This work demonstrates that the hierarchical tries with recursive search can be used to build passive monitoring systems that can monitor tens of thousands of IoT devices in real time, with fast reconfiguration when devices are added or removed.
In Section 2 of this paper, the network scenario is presented, selected algorithms are described, and the methodology for performance evaluation is explained. In Section 3, the algorithms are compared using several performance metrics. Section 4 concludes the paper.

2. Methodology

2.1. Scenario

We consider an ISP offering network connectivity to IoT devices. These devices are separated into different groups. The network provider assigns addresses to the devices in order to create these groups. For example, a group could contain all of the devices in one building (or in the same region), or all of the devices with the same type of sensor. For some IoT applications (e.g., ubiquitous sensors), these groups may contain hundreds of thousands of devices, each one with an individual network address.
Network addresses are a sequence of bits that is used as a network locator, and are assigned according to the network protocol (IPv4, IPv6…). Different protocols use different numbers of bits in the sequence (32 in IPv4, 128 in IPv6...) or even variable length addresses. A given host, such as the controller for a group of devices, will be assigned a well-known network address. Groups of devices in the same network will be assigned an address in the same so-called subnetwork, namely a set of addresses with the same prefix bits. The first p bits in an address are called a prefix of size p.
Monitoring traffic from a large population of IoT devices requires classifying traffic coming from or going to different single network addresses or network address prefixes. Figure 2 shows the scenario under consideration. Several groups of devices communicate with different destinations through the ISP’s network. This communication is bidirectional; the controllers may send requests to the devices, and the devices may send data to the controlling hubs. Monitoring this communication implies separating different views of the traffic. We can examine traffic from a single device or from a group of devices. We can be interested in traffic from a group of devices to one controlling server, or in the opposite direction from one controlling hub to a group of devices. It may be interesting to separate traffic from groups of devices to any address to detect whether devices are being used to perform denial-of-service attacks to Internet targets, or detect communications with suspected malware hubs.
An ISP monitoring system has to cope with this diversity of traffic flows. Every flow of interest can be described by a source and a destination. Every source and destination may be a single network address or a group of addresses given by a network address prefix with a length of p bits. We define a class as any combination of source and destination addresses in which the monitoring system is interested. A passive monitoring device that examines every network packet going through the ISP’s network has to decide whether the packet belongs to any possible class of interest.
We denote C = { C i } , where C i = ( s i , d i ) is the set of classes of interest for the monitoring system. The elements of C are our traffic-flow classes.
s i is a source prefix, and d i is a destination prefix. They may be prefixes, full addresses (a prefix of n bits), or the “any host” address (represented by a prefix with 0 bits).
S is the set of source prefixes of interest S = { s i } . The number of elements in S is N S . Similarly, D is the set of destination prefixes of interest D = { d i } . The number of elements in D is N D . C is the set of classes of interest. C is a subset of the Cartesian product S x D .
The number of elements of C that can be used may be as large as N S   x   N D , in case we are interested in every possible source–destination combination. In a real scenario, only a subset of these combinations will have to be monitored, and the number of classes in the set will be N C < N S   N D .
------------------------
__PROBLEM SET__:
A: According to the IoT traffic monitoring text, what forms can a source or destination prefix take? List every one it names.
B: In the IoT traffic monitoring text, how many bits does an IPv6 address use?
C: Extend the IoT traffic monitoring text, starting right after its final sentence.

Coordinate annotation records
------------------------
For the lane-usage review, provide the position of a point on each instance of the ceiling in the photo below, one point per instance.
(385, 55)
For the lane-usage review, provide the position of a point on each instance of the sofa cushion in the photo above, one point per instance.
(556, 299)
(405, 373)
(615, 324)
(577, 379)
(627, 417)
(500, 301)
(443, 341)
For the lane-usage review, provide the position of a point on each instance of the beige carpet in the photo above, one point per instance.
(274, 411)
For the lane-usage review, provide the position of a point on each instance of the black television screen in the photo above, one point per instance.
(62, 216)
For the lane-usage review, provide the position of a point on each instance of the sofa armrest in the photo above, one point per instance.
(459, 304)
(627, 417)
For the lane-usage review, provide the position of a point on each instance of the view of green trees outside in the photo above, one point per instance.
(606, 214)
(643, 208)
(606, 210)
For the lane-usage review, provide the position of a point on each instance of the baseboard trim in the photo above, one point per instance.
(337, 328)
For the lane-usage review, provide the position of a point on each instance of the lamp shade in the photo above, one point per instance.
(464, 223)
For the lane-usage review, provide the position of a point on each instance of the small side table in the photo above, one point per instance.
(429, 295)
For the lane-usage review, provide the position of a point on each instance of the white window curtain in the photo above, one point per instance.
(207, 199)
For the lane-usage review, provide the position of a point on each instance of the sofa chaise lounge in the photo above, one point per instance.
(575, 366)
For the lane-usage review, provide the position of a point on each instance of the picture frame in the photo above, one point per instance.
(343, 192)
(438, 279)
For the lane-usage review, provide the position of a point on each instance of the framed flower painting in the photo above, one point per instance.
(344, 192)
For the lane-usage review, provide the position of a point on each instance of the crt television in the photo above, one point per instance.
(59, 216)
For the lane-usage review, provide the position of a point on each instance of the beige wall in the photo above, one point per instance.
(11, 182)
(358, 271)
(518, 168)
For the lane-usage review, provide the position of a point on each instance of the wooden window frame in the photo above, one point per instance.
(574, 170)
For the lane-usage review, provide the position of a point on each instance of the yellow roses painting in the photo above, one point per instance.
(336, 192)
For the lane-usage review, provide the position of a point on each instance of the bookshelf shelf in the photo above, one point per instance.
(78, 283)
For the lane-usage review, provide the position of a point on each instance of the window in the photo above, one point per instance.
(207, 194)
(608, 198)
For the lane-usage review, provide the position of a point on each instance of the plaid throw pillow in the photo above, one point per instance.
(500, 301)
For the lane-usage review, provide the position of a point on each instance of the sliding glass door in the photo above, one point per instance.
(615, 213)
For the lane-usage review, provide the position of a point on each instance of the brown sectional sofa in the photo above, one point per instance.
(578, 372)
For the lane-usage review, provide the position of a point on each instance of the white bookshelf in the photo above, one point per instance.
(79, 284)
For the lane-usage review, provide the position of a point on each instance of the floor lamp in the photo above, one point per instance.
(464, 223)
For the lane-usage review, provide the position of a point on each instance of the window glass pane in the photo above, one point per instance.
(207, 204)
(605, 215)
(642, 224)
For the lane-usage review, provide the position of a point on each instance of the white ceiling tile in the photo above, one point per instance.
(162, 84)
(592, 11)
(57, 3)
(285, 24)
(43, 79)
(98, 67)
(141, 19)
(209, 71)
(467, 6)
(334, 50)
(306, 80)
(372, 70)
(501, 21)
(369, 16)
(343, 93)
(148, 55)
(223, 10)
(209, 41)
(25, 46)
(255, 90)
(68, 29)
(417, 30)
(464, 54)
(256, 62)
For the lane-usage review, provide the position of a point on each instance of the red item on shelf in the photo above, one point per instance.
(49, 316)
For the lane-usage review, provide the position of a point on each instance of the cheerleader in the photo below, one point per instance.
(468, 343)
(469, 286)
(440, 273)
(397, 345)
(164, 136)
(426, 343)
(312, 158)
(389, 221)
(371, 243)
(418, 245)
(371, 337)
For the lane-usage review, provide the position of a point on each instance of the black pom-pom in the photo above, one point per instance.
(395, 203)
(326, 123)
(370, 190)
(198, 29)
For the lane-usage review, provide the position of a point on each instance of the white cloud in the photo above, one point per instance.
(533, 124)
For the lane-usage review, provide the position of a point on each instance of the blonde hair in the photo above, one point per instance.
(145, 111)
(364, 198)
------------------------
__RESPONSES FOR EACH TASK__:
A:
- Prefixes
- Full addresses (a prefix of n bits)
- The "any host" address (a prefix with 0 bits)

B: 128 bits.

C:
As the number of addresses and prefixes of interest increases, it is more difficult for traffic-processing software to classify packets on a larger set of classes in real time.

2.2. Algorithms and Data Structures

We herein evaluate three popular algorithms for multi-label packet classification. The algorithms store the list of classes in different data structures. Every network packet can be matched against any class stored in these data structures. We compare the performance of these algorithms in scenarios with a large number of classes, N C . We will measure the performance based on the packet processing speed and its memory footprint.
Table 1 contains the symbols describing the classes used in the data structure examples that follow. A packet may belong to several classes, i.e., a packet from S12 to C1 should be in classes one, three, and six.

A. Linear Search (LS) over the List of Classes

As a simple reference algorithm, using linear search (LS), every packet is evaluated sequentially against all of the N C classes in C as shown in Figure 3. The list of classes is stored in a simple linked list or in an array. The expected per-packet processing time depends on the number of classes N C as O ( N C ) .

B. DStries with Recursive Search

A data structure called a DStrie [12] is built to store all of the classes. This structure is composed of several substructures called tries, which are created as follows.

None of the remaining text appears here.